Source passage Block Start

30 August 2018 | 7 min read

Why do good employees leave?

Good employees are usually the first ones to leave. The bad employees are the ones you need to lay off or fire or get rid of somehow. So, why do they leave?


They leave because of one or more of the following reasons:

  1. Being underpaid - As an extreme example, an about-to-graduate PhD student that I worked with was offered 67k over the phone. He was ecstatic but when he told his advisor, the advisor told him to call them back and tell them 167k. He was shocked but did as told and the hiring manager agreed on the spot!
    I wonder how high the manager was willing to go.

  2. Being unappreciated - I know someone who was treated like a leper by the CEO of a startup. This guy was employee. After working there for 3 years, he quit. The company ended up hiring 5 people (including me) to do his job. The CEO was replaced soon afterwards.
  3. Working on useless stuff - As an engineer, it is very frustrating to work on something that everyone knows would never be used. Even more so when you work crazy hours on it.

  4. Horrible company brand - There are many companies that have a poor reputation amongst employers. I used to work at such a company. I didn’t think the reputation was that bad. Then I had lunch with an ex-boss and he told me that he had gotten 100 resumes of engineers from my company and each one was a dud. He then said “Everyone told me NEVER to hire from your company and now I have 300 hours of wasted time to teach me the lesson”. I started looking that afternoon.

  5. Stingy - Worked at a startup for a year where the furniture was atrocious, the laptop was cutting edge from 7 years before, the sole bathroom had problems every month (we would go to the nearest McD or Starbucks). Forget about training, books, tools etc.

  6. Culture - There are places where people work collaboratively, smile a lot and, regardless of stress, have positive feelings towards each other. Then there are places where none of it is true in the best of times.

  7. Bad managers - Employees leave managers more than they do a company. In the tech world there is a shortage of good managers, ones who can put people first, work on their teams’ and employees’ success and make it their own success whilst still contributing their mite with technical input and skills. Even good managers occasionally do not engage their employees often enough.

Source passage Block End

■ Exercise requirements: Extend the article on why good employees leave, starting after its last sentence.

Dataset extract Block Start

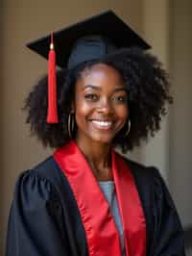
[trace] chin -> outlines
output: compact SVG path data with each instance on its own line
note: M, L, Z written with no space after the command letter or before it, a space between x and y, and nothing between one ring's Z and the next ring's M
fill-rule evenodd
M111 144L113 137L108 137L108 136L107 137L107 136L102 135L102 136L93 136L90 139L92 141L95 141L95 142Z

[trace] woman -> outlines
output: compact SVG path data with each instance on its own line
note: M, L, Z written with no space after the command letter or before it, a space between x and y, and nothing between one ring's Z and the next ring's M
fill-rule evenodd
M54 38L66 53L63 61L57 52L58 113L50 117L49 105L46 122L47 77L25 110L32 134L57 149L17 180L7 256L184 255L182 227L158 170L114 151L127 152L159 129L172 101L159 62L110 11ZM47 40L29 46L46 56L40 45Z

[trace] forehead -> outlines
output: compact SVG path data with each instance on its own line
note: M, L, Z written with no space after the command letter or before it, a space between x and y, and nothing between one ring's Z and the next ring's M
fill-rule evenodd
M84 68L77 81L78 87L86 85L109 89L110 87L123 87L124 83L121 73L113 66L96 64L91 67Z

Dataset extract Block End

■ Exercise result:
  8. The management doesn’t care -Plenty of employees are miffed by toxic leadership and bosses who do not show empathy. This means leadership that is all too eager to share the credits but takes a step back when something goes wrong and tries to put the blame on one employee. The sad part is that, this may not even directly be happening to the employee who is leaving, but even if it happens to someone they know, the impact is strong.

  9. Job profile and future are unclear - Many times when a person is hired for a role, the job description feels perfect but the corporate realities of the role change with interactions within the company, and at times business conditions change. All these bring in an element of confusion and insecurity among the ranks and a well performing employee may feel that their future ahead is unclear.

    At this point, the only way to solve for this situation is to take time out and have regular ‘coaching’ sessions and also assign mentors to good employees who may help them bring clarity to their roles. A good tactic often used (and that works well) is to make a job profile flexible for an employee and allow them to craft out their role according to how they see it. This can then be discussed between the reporting management and the employee to come up with a career plan. It is also important to keep a goals dashboard and agree on it, so that the employee is aware of what they’re working for to avoid unpleasant year end bonus conversations.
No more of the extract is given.